Text block -
— Start —
# Shikoku Inu



## Tarron (May 30, 2010)

Hi all,

Just wondering if anyone keeps, or knows of any, Shikoku Inu in the UK?
I came across this beautiful breed when my sister in law gave me a book on japanese dogs, as I own an Akita, and it contained a piece on the Shikoku.
After some Google research, I've found no breeders or possible owners of this breed in the UK. I am aware (now) that they are very uncommon, even in Japan.

I'm not looking to own one, certainly not now, and not until I know we are suited to each other.

For those who don't know, the Shikoku is an ancient Japanese hunting dog, of a small/medium height.

Here's a link

google.co.uk/m/search?q=shikoku+inu&site=images&ei=Svh4TuiJKeDWjQe7tAE&ved=0CBQQ7AkwAA#i=9


----------



## cloggers (Mar 13, 2010)

I've heard they're very rare. My mums friend owns and shows Shibas, and her breeder used to live in america, she only briefly cared for a Shikoku. 
He was quite like most other Japanese breeds, quite a handful and certainly had his moments, though very loving and intelligent. I'm afraid that's all I could tell you. They're absolutely stunning dogs!!


----------



## Tarron (May 30, 2010)

They are beautiful dogs, so athletic. I know there aren't many around and the chance of ever getting one would be so slim, just wondered if there were any in the country.

My wife always hits me when we see a shiba, saying we could have had a miniature version of the akita, lol. We do love Mia to bits really though.

I think I've got a thing for Japanese dogs, so 'primitive', natural looking dogs,with so much strength and grace combined. The most loyal dog I've ever owned, though turning round with a 2ft akita behind you isn't easy, lol
Cheers Cloggers


----------



## efrainita (Jun 10, 2013)

*Shikoku inu*

Dear,

I was wondering if you found some info about Shikoku...
I am from Czech republic, I spent hundrets hrs of research, but nothing, no puppy. I would love to own one...

I see your post is bit older, so I am hoping you found something...
Please let me know, if you found some breeder...

thank you for your help...

Z


----------
— End —
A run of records
— Start —
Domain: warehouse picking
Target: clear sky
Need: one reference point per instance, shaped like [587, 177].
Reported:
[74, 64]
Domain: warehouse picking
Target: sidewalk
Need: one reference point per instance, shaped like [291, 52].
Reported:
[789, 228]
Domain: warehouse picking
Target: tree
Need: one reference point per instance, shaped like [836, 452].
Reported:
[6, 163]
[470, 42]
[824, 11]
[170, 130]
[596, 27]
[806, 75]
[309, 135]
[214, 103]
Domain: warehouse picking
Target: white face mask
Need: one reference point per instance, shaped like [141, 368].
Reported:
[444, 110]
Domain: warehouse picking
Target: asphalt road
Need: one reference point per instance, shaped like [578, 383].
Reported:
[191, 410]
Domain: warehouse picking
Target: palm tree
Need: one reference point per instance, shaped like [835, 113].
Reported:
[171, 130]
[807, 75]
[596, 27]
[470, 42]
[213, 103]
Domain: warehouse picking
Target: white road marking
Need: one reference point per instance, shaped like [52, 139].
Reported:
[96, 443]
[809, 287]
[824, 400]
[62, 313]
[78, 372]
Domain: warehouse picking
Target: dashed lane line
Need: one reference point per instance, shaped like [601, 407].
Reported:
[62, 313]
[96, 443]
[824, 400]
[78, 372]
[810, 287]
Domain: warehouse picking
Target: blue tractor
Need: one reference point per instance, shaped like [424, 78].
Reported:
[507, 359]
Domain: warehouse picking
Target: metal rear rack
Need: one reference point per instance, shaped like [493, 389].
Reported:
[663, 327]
— End —
Written task A - In the Shikoku Inu thread, how is the Shikoku described for readers who don't know the breed?
Written task B - Do these statements agree with the Shikoku Inu thread? (i) Tarron owns an Akita. (ii) Tarron's Google research turned up a few breeders of the breed in the UK. (iii) efrainita is from the Czech Republic.

Exercise result A - It is an ancient Japanese hunting dog of a small/medium height.

Exercise result B -
(i) Yes: "as I own an Akita"
(ii) No: "I've found no breeders or possible owners of this breed in the UK"
(iii) Yes: "I am from Czech republic"